Dominican police have arrested 11 persons in connection with the case, but until Wednesday they had not provided a motive for the attack. In the absence of an official version, unconfirmed stories about a liaison with the girlfriend of a drug kingpin and other speculation have filled the void.
Rodriguez, who referred to the retired slugger as “our beloved Big Papi,” made a point of portraying Ortiz as a victim of mistaken identity and any other theories about the shooting’s motive as mere speculation. He also said those who hire killers often try to throw law enforcement off track by spreading false rumors.
“This is proof. The rest is conjecture, which naturally arises in a situation this delicate and regrettable,” Rodriguez said. “We didn’t want to respond before we could do the job in a serious, scientific way, and to present to you – and to the world, which has been concerned about our David Ortiz – conclusive proof that can stand in a court of law.’’
Ortiz, who became one of the most popular players in Red Sox history as he led them to three World Series championships, remains in the intensive care unit of Boston’s Massachusetts General Hospital. His wife, Tiffany, said Tuesday his condition has been upgraded from “guarded’’ to “good.’’
The previous day, Dominican officials identified fugitive Alberto Miguel Rodriguez Mota as the man they believe paid the hitmen — the shooter and the driver of a getaway motorcycle — to attack Ortiz in a case that has drawn worldwide attention.
Wednesday’s presentation to the news media included surveillance video showing a man, identified as Rodriguez Mota, who remained impassively at the bar’s patio amid the chaos of scrambling patrons, as if to ascertain the hit had been carried out correctly.
Dominican authorities maintain it was not.

> Provided data

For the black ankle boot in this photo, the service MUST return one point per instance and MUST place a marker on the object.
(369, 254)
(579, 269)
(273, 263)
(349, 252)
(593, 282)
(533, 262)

> Required actions
1 > According to the text about the Ortiz shooting, why did Rodriguez say authorities waited before responding publicly? Answer in one to three sentences.
2 > Summarize the text about the Ortiz shooting in two sentences.
Answer from the text about the Ortiz shooting only, not from the rows.

> Task answers
1 > Rodriguez said authorities did not want to respond until they could do the job in a serious, scientific way. They wanted to present conclusive proof that could stand in a court of law.

2 > Dominican police have arrested 11 people in the case, and officials have identified fugitive Alberto Miguel Rodriguez Mota as the man they believe paid the hitmen, while Rodriguez portrayed Ortiz as a victim of mistaken identity and called other theories about the motive mere speculation. Ortiz remains in intensive care at Boston's Massachusetts General Hospital, and his wife said Tuesday that his condition had been upgraded from "guarded" to "good."